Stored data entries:
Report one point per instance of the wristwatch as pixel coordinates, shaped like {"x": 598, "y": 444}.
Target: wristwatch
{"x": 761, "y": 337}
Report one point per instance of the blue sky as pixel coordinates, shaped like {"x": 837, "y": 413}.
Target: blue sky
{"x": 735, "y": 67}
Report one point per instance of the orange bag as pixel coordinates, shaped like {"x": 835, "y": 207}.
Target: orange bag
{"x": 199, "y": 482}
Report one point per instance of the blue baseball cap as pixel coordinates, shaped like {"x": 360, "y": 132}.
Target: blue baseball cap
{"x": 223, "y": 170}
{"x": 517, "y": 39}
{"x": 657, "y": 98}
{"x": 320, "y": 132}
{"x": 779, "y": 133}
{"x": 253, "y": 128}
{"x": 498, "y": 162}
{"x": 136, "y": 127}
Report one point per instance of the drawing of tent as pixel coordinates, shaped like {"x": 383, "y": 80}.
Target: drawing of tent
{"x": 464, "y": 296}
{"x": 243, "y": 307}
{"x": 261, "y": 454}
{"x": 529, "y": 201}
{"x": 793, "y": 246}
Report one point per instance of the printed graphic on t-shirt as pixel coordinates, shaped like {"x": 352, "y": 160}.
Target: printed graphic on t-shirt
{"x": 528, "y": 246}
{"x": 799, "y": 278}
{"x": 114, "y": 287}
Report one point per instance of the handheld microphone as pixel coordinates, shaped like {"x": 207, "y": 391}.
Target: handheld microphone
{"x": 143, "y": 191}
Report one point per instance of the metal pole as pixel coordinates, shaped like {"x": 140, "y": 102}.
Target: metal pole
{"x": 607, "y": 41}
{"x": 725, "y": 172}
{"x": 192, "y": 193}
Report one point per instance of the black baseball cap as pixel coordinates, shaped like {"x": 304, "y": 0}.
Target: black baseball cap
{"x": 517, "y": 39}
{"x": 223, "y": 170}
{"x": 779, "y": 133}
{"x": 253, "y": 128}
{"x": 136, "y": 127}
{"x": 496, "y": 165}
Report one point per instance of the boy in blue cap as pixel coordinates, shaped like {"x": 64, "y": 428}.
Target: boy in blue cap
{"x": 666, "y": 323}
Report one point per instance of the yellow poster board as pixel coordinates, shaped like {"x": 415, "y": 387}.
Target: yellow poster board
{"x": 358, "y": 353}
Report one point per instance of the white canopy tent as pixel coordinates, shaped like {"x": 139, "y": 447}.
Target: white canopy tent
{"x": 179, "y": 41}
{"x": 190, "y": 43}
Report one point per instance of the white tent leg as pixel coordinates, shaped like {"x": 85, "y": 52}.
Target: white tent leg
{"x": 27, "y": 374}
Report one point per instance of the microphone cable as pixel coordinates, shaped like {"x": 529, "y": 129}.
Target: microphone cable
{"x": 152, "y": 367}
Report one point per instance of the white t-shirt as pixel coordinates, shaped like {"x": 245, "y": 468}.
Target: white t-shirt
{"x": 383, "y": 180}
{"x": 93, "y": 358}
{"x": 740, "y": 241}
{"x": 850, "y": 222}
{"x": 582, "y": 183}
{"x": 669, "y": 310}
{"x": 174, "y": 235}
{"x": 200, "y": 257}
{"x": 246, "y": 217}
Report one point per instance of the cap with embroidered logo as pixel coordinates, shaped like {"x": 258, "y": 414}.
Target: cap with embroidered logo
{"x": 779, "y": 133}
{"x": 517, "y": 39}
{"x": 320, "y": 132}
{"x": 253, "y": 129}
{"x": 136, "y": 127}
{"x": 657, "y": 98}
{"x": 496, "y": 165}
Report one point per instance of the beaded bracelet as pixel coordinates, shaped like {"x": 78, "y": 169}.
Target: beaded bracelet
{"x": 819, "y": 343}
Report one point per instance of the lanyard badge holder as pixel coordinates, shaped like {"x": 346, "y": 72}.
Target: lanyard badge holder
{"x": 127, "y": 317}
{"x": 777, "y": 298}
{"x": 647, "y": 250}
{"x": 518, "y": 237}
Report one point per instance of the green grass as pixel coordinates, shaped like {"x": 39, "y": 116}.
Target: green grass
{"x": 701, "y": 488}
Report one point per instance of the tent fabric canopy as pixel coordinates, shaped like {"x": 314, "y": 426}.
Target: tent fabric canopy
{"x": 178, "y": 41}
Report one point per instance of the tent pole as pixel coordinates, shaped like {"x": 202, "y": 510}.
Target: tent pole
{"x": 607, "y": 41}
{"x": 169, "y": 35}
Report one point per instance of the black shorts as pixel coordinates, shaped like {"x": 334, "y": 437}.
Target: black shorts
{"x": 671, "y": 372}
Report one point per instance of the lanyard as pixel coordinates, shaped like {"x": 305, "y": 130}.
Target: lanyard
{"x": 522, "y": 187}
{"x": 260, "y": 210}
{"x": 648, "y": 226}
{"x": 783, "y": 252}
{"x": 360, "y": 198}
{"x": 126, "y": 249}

§ **Problem**
Which lines run from the one holding "Report one point per instance of the lanyard badge" through the one holding "Report one point per instance of the green" in the records above? Repeat them exactly, both included, and nothing more.

§ **Exercise solution**
Report one point per instance of the lanyard badge holder as pixel coordinates, shaped like {"x": 346, "y": 72}.
Target: lanyard badge holder
{"x": 127, "y": 317}
{"x": 777, "y": 298}
{"x": 647, "y": 250}
{"x": 518, "y": 237}
Report one point per instance of the green grass as pixel coordinates, shaped like {"x": 39, "y": 116}.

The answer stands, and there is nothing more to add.